───── Extrait de page ─────

Fillon, Juppé et la bagnole

Afin de vous aider à faire votre choix (ou votre non-choix) entre Fillon et Juppé pour la finale des primaires de la droite dimanche prochain, nous avons exhumé de nos archives deux articles qui montrent toute la différence, ou plutôt l’indifférence, des deux comparses en matière d’écologie.

Le premier article est de Stéphane Lhomme et date de 2004, il est intitulé « Juppé et le monstre des quais. » Le second article est de Pierre Thiesset et date de 2010; son titre est « L’industrie automobile reconnaissante: Fillon est leur « homme de l’année » ».

Juppé et le monstre des quais
par Stéphane Lhomme, le 26 octobre 2004

Il y a un monstre sur les quais de Bordeaux. Non, ce n’est ni un assassin, ni un animal sauvage. C’est un monstre moderne d’aliénation des masses, et c’est « not’ bon maire » Alain Juppé qui l’a enfanté.

Soleil de plomb et ciel bleu : ce dimanche 24 octobre, c’était le grand retour de l’été à Bordeaux. « Y’a plus d’saison » comme disaient autrefois les vieux, qui n’avaient jamais entendu parler de réchauffement climatique ni de protocole de Kyoto.

Autant le dire, l’admettre, l’avouer : oui, j’ai profité du beau temps pour aller me promener sur les quais de Bordeaux. Mais attention, pas n’importe où : pas les quais rive droite, pas les quais nord ou centre. Oui, je suis allé me compromettre dans le nouveau temple de l’aliénation humaine mis en place dans les anciens hangars du port de Bordeaux.

Certes, ces immenses hangars étaient abandonnés depuis des décennies et il n’était pas stupide d’en faire quelque chose. Mais le maire de Bordeaux a souhaité laisser une trace dans l’Histoire en battant tous les records d’horreur.

Voyez donc : d’immenses grandes surfaces (jardinage, bricolage, électroménager et technologie), ouvertes en continu en particulier le dimanche. Et, pour enfoncer définitivement le clou, un hangar quasi exclusivement affecté au parking automobile (à plusieurs étages), de même que les terrasses de trois autres hangars.

───── Entrées de données ─────

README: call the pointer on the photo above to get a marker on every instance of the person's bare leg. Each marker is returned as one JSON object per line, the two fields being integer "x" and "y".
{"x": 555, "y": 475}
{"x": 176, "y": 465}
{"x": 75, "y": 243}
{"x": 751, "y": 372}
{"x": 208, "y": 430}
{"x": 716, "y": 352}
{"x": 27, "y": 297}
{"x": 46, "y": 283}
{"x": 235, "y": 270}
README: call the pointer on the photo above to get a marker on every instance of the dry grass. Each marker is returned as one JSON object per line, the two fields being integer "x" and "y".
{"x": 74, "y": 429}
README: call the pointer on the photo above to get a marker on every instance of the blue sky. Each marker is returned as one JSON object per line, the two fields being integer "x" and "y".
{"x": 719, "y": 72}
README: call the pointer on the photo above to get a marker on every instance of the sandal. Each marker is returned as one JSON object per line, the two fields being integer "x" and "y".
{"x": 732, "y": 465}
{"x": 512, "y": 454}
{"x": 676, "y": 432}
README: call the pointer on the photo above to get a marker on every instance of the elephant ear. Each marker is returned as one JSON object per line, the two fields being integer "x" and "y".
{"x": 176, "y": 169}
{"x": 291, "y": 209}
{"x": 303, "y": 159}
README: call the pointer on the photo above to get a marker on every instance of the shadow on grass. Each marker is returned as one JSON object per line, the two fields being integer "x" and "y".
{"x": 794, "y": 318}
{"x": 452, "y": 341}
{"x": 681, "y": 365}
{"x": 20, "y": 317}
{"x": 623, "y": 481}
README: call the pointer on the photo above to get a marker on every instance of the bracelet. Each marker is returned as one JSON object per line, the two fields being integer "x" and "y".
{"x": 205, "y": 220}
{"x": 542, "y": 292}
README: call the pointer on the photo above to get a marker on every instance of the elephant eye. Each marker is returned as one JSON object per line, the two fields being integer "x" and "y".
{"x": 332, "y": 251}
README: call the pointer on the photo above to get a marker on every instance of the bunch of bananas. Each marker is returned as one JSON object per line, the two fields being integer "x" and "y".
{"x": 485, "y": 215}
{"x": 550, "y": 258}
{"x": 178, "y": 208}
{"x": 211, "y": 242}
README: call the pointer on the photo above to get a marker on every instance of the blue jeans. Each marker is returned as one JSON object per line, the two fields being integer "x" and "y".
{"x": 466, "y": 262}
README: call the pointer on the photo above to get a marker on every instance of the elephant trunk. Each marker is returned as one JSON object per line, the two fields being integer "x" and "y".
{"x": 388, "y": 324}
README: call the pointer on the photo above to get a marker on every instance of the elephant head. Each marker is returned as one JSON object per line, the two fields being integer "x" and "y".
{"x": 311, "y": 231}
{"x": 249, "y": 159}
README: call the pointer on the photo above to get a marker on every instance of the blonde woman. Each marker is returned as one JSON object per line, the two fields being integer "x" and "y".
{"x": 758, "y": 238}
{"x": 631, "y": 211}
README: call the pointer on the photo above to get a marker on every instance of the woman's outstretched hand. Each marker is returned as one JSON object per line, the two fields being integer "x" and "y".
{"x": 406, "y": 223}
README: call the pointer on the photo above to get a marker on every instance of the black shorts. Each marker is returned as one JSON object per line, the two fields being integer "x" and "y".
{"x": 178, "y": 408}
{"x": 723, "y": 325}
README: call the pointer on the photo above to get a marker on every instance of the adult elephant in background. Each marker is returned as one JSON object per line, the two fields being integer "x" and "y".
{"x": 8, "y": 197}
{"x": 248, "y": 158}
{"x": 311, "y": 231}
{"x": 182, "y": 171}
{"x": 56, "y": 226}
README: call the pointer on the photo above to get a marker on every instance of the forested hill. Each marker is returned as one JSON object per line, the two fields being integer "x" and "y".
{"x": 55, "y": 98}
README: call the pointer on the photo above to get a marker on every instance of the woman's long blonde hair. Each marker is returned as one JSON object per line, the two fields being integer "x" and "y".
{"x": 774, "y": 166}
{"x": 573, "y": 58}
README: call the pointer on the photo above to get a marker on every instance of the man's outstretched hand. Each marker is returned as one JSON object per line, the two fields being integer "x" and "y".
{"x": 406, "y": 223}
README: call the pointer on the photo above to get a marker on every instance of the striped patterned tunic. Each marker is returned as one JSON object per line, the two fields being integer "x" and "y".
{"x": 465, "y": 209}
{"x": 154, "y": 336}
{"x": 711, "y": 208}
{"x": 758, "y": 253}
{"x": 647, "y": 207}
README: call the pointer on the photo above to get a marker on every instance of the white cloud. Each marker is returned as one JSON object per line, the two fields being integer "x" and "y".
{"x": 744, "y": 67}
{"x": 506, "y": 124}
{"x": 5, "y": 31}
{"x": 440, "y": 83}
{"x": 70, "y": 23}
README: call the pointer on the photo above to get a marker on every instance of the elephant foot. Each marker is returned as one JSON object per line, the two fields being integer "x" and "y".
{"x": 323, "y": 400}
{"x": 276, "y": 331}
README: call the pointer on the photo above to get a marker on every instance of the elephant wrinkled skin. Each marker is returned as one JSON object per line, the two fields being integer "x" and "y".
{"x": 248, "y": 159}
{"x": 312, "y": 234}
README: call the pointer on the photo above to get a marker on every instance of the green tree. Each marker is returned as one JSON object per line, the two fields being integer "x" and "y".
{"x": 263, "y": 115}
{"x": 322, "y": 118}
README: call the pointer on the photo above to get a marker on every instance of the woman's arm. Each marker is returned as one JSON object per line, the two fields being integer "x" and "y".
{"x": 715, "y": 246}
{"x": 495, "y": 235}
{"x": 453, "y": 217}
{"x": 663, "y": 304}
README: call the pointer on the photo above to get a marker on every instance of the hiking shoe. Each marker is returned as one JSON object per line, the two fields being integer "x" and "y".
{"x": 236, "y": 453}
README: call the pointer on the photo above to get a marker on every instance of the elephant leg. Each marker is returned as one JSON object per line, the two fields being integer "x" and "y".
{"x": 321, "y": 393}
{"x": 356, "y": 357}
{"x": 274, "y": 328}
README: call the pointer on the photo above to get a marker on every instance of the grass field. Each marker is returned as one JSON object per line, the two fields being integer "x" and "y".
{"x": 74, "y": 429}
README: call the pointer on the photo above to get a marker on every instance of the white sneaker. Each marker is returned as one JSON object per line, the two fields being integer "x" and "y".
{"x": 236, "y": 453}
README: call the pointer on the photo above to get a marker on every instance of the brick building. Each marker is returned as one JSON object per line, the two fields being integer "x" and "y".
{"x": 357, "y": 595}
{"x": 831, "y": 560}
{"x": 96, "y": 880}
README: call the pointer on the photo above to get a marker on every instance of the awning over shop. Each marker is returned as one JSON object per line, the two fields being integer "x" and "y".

─────

§ Tâches à réaliser:
A. Pouvez-vous traduire en anglais la phrase « Il y a un monstre sur les quais de Bordeaux. » tirée du texte sur Fillon et Juppé ?
B. Pouvez-vous reproduire le passage du texte sur Fillon et Juppé qui commence à « Soleil de plomb » et se termine à « port de Bordeaux. » ?

§ Résultats finaux:
A. There is a monster on the quays of Bordeaux.

B.
Soleil de plomb et ciel bleu : ce dimanche 24 octobre, c’était le grand retour de l’été à Bordeaux. « Y’a plus d’saison » comme disaient autrefois les vieux, qui n’avaient jamais entendu parler de réchauffement climatique ni de protocole de Kyoto.

Autant le dire, l’admettre, l’avouer : oui, j’ai profité du beau temps pour aller me promener sur les quais de Bordeaux. Mais attention, pas n’importe où : pas les quais rive droite, pas les quais nord ou centre. Oui, je suis allé me compromettre dans le nouveau temple de l’aliénation humaine mis en place dans les anciens hangars du port de Bordeaux.